- Exercise aim: Extract each line in the records below that contains the string "truck", copying those lines verbatim. Treat the match as case-sensitive.

- Records supplied:
• • • •
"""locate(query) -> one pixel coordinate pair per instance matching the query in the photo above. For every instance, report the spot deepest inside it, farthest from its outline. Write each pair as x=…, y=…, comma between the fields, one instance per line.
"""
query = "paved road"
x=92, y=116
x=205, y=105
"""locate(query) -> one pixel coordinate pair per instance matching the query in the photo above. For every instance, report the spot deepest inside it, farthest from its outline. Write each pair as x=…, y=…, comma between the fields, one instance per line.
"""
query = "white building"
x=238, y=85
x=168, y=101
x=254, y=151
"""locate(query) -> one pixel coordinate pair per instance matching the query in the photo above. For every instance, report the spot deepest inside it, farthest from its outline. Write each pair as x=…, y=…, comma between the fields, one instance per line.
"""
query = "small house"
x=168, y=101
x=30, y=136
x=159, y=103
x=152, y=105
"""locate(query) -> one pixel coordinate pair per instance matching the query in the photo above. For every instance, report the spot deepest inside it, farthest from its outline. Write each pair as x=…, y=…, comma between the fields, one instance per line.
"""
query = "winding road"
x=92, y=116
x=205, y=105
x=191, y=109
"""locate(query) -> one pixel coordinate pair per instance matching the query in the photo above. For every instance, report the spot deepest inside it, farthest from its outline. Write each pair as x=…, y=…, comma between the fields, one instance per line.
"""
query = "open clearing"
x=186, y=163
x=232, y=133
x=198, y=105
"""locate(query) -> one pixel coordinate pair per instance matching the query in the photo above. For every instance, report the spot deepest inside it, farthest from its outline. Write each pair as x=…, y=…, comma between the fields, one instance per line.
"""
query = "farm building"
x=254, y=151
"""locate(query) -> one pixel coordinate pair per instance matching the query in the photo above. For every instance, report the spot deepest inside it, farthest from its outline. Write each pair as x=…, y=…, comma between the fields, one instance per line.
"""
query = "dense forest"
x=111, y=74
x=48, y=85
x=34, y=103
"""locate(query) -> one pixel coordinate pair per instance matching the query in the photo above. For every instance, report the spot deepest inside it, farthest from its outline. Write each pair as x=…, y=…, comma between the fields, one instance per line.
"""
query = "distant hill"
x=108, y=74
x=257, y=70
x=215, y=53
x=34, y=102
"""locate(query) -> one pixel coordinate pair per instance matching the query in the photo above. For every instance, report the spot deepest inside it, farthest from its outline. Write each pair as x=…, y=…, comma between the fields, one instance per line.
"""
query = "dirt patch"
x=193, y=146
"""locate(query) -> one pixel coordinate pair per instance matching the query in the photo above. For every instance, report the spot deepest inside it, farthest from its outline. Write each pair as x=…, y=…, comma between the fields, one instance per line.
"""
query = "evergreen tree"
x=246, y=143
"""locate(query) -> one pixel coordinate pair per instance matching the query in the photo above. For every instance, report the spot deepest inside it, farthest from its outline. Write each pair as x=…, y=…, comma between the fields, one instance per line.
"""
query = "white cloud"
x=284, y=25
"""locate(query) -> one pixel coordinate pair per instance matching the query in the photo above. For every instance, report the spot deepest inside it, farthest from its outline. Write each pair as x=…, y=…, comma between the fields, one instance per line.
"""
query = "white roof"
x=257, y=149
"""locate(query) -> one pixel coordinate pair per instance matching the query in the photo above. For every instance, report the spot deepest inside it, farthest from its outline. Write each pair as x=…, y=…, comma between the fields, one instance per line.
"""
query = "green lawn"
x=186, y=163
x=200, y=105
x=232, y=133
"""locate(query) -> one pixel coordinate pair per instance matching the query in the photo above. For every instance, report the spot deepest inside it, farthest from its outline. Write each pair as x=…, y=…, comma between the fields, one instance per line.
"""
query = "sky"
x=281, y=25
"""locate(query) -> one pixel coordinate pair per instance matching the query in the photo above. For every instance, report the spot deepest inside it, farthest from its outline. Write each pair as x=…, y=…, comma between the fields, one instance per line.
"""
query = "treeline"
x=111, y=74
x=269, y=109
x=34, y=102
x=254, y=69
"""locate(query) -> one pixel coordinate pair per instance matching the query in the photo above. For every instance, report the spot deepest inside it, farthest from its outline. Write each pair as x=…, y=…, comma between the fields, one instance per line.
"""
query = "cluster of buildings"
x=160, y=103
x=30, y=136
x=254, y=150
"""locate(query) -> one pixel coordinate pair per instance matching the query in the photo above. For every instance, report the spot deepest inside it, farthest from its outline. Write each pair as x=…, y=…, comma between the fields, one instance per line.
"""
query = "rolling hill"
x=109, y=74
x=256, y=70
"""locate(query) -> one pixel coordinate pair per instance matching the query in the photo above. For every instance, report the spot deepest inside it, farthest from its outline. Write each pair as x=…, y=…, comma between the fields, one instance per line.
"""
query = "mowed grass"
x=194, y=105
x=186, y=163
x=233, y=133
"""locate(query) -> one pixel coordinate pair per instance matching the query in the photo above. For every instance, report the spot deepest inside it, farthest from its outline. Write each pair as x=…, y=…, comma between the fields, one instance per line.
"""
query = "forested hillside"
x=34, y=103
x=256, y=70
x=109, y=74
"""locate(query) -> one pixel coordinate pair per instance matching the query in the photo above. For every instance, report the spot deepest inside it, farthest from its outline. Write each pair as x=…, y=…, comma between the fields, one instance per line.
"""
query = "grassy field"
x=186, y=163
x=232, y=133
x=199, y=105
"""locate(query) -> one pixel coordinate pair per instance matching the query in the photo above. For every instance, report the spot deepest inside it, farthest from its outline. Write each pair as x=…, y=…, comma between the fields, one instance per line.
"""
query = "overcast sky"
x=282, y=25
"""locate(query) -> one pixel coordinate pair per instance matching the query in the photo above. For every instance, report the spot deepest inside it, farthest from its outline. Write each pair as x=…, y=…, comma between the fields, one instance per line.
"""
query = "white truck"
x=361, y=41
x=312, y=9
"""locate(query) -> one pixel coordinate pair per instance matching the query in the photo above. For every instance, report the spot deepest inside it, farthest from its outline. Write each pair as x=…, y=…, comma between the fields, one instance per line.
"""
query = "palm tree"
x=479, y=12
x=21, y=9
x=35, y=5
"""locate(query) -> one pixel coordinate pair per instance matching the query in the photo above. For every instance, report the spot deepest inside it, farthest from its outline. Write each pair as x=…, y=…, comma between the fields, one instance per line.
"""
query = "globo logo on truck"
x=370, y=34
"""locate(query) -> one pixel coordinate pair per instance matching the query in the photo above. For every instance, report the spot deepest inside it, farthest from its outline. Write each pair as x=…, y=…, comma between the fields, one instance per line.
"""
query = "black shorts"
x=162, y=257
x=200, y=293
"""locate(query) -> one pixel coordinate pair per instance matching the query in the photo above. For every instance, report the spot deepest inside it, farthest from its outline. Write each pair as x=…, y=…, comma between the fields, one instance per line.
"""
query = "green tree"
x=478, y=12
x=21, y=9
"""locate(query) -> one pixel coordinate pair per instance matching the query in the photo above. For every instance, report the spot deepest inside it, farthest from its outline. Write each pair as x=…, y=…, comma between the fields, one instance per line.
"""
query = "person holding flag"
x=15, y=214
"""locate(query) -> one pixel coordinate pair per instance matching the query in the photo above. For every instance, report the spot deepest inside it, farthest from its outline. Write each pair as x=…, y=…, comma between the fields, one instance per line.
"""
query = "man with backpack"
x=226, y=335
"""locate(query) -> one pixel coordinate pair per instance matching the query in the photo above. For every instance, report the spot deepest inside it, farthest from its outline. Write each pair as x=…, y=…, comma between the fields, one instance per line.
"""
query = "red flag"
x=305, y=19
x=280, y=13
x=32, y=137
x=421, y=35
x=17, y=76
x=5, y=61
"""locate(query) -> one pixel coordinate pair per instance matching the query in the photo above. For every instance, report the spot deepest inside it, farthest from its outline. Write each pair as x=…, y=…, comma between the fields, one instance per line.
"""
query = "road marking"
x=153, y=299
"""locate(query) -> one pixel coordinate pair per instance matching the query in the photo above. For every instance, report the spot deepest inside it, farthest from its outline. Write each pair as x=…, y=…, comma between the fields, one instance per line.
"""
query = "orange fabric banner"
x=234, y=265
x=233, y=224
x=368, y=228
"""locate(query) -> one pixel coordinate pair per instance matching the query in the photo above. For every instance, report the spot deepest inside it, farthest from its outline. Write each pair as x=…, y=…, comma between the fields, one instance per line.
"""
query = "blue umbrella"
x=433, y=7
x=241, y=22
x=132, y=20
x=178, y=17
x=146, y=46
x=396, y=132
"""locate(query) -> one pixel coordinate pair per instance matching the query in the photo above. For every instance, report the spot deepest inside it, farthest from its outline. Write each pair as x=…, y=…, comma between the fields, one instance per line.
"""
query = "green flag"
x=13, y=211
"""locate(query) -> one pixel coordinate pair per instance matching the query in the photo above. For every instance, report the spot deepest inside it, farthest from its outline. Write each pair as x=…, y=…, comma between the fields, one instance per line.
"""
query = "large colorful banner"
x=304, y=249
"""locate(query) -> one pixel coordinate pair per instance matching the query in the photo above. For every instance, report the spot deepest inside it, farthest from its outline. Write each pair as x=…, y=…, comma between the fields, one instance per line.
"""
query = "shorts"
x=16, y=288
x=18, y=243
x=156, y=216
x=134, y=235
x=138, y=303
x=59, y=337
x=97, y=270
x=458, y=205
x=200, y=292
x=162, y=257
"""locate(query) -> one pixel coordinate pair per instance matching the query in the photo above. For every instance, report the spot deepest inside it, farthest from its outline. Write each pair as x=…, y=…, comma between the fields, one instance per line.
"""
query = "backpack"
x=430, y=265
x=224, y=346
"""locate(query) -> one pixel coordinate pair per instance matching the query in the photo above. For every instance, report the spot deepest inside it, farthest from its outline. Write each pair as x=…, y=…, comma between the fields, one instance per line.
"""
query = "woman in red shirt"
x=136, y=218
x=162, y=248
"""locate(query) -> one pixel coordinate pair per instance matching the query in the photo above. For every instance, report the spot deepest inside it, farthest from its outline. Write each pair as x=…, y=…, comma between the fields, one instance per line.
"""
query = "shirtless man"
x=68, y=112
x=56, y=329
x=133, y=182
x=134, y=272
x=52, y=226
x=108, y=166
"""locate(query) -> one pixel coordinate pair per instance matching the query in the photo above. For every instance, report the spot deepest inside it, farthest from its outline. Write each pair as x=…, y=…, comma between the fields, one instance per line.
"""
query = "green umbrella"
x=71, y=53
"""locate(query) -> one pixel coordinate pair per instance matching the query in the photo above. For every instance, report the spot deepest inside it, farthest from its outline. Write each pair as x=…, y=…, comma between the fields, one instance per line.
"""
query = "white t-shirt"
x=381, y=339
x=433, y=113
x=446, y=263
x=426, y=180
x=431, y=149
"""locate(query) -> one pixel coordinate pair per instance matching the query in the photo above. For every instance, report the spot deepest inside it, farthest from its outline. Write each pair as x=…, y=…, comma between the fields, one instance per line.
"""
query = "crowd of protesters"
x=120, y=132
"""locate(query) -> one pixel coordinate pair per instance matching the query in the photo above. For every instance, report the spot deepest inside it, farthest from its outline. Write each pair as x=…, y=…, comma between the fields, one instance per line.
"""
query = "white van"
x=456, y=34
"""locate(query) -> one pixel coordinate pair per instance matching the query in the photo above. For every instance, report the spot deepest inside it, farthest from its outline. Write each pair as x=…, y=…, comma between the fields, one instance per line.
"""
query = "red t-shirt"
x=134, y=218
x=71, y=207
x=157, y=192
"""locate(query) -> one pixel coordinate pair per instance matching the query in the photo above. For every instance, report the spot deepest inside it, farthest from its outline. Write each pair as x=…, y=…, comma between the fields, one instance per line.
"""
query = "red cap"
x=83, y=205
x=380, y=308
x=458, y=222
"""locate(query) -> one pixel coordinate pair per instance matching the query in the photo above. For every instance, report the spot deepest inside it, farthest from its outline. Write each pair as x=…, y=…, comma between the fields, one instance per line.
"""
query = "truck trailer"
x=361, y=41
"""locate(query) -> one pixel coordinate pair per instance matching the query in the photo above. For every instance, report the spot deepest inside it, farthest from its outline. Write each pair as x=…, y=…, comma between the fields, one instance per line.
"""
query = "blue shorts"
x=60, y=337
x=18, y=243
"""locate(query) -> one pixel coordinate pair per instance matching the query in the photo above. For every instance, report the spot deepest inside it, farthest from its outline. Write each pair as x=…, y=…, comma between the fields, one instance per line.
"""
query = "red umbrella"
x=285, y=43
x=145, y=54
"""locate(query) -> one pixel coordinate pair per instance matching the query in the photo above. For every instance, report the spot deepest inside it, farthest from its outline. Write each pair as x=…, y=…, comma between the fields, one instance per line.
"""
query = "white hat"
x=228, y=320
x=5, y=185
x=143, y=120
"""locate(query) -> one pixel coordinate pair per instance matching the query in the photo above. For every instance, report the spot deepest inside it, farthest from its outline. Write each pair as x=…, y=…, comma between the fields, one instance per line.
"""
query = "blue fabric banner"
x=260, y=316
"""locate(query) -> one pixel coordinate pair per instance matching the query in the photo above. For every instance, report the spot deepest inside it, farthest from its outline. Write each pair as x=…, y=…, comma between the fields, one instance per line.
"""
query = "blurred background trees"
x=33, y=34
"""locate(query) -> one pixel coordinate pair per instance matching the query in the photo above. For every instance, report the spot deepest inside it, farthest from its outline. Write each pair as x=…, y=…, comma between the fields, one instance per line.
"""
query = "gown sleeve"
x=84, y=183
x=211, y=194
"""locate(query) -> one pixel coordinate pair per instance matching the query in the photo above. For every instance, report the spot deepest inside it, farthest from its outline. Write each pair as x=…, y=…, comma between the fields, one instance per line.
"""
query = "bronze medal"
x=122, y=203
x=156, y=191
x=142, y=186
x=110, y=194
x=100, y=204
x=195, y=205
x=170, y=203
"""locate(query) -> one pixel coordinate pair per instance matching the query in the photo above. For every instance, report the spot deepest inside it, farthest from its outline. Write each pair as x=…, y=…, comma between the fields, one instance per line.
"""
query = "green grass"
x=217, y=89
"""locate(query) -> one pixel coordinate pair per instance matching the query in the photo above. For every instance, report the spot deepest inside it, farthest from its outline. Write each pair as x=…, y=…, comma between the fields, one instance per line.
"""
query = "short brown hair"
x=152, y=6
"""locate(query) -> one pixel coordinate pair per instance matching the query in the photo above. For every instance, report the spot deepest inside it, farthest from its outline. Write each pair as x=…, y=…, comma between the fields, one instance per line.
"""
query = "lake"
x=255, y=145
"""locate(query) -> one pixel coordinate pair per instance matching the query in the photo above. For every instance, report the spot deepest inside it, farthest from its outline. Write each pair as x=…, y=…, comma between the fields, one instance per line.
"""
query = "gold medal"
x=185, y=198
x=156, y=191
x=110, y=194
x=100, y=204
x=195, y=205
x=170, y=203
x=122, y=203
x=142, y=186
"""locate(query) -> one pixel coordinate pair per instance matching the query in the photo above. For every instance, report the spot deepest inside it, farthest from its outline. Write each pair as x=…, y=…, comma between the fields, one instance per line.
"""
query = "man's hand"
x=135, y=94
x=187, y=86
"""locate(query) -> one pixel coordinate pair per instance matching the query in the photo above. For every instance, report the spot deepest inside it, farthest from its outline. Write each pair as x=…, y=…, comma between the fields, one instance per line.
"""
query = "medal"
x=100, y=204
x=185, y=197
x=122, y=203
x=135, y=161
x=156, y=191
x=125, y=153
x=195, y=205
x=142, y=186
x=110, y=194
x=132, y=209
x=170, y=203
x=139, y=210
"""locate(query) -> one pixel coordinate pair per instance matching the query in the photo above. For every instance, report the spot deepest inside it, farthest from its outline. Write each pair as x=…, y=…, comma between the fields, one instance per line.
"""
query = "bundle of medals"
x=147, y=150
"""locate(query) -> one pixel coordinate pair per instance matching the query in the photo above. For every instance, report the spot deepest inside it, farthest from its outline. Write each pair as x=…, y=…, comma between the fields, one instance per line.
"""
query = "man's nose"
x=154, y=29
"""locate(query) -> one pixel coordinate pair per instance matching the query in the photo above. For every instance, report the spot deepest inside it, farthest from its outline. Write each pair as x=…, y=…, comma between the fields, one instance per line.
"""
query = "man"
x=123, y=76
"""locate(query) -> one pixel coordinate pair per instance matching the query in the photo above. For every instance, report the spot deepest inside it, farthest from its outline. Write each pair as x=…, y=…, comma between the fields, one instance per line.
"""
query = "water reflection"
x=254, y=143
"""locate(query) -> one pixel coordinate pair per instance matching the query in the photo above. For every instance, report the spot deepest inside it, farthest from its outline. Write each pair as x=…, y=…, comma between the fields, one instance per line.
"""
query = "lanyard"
• • • •
- Result for this task:
query = "white truck"
query = "globo logo on truck"
query = "truck trailer"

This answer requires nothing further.